[Record extracts]:
_ _ _ _ _

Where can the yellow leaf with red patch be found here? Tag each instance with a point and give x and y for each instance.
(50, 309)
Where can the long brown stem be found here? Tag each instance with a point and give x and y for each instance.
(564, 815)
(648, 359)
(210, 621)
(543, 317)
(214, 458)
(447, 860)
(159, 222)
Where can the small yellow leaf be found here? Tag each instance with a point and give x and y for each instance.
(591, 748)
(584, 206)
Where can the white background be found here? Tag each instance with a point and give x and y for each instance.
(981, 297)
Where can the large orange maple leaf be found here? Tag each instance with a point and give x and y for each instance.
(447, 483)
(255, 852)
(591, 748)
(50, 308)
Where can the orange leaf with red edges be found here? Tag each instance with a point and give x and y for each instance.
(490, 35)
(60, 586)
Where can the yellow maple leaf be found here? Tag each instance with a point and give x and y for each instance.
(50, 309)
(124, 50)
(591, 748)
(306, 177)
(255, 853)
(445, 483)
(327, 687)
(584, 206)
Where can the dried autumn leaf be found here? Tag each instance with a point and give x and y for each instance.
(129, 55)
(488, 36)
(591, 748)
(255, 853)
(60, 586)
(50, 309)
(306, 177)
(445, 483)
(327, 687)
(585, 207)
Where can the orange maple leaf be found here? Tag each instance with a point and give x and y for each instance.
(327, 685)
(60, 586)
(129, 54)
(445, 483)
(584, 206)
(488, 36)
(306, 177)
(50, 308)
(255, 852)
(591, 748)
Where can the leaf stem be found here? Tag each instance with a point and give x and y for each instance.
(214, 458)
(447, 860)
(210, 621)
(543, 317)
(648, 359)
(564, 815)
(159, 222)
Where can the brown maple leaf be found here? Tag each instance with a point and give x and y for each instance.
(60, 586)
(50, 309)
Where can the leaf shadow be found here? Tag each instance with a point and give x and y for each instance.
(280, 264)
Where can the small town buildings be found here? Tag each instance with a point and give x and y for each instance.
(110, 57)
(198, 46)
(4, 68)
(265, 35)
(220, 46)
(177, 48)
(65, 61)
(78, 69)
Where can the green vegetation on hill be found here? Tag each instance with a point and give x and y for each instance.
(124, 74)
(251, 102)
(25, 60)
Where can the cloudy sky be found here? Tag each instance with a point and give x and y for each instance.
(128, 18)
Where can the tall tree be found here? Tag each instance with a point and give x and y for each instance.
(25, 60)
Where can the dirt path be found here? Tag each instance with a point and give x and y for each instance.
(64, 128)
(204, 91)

_ _ _ _ _

[Exercise prompt]: Please return the full set of records exactly as given above.

[Result of this task]:
Where can the yellow leaf with red patch be found here? Tag each instance with a point and give x and y for each instance.
(50, 309)
Where can the long brown stem be found here? Tag each instance with a point and give x and y for each instance.
(564, 815)
(648, 359)
(210, 621)
(543, 317)
(214, 458)
(447, 860)
(159, 222)
Where can the small yellow leaf be found here? Tag each instance with a point and give x and y for each instance.
(591, 748)
(584, 206)
Where can the white background be found here? Tag each instance with a point and give x and y for each instance.
(981, 297)
Where can the large orange maple leaf be found here? Tag each instance with a point and give x and y for each instance.
(447, 483)
(255, 852)
(591, 748)
(50, 308)
Where can the orange leaf with red edges be found here? Tag each instance with a point and give x and y for each instance.
(490, 35)
(60, 586)
Where can the yellow maple leaf be found here? Tag each instance with a point and give x and y for each instance.
(50, 309)
(124, 50)
(591, 748)
(306, 177)
(255, 853)
(445, 483)
(327, 687)
(584, 206)
Where can the dried autumn leaf be found here? Tag each instance with a point and give x and y for each instance.
(129, 55)
(488, 36)
(591, 748)
(255, 853)
(60, 586)
(50, 309)
(306, 177)
(445, 483)
(327, 687)
(585, 207)
Where can the orange maple leaf be found here? Tag each instance with a point and give x and y for each instance.
(327, 685)
(60, 586)
(129, 54)
(445, 483)
(584, 206)
(488, 36)
(306, 177)
(50, 308)
(255, 852)
(591, 748)
Where can the leaf stem be found here? Tag each instance with a point and give x and y for each instance.
(214, 458)
(447, 860)
(210, 621)
(543, 317)
(648, 359)
(564, 815)
(159, 222)
Where can the brown maple leaf be found here? Tag each instance with a point and give x and y for each instance.
(60, 586)
(50, 309)
Where can the leaf shadow be found here? Tag each instance with a point and give x and y for each instance.
(280, 264)
Where can the small town buildings be found here? Tag each instance with a point and give x and y for each instance.
(110, 57)
(198, 46)
(4, 68)
(265, 35)
(220, 46)
(177, 48)
(65, 61)
(78, 69)
Where can the green vegetation on hill be found here? Tag each instance with a point and give x and y for each instance.
(124, 74)
(251, 102)
(25, 60)
Where can the cloudy sky be found here? Tag each instance with a point and give x and y for each instance.
(128, 18)
Where can the tall tree be found here? Tag each instance with a point and give x and y for each instance.
(25, 60)
Where can the dirt path be found here? Tag each instance with a point and give x and y for each instance.
(64, 128)
(204, 91)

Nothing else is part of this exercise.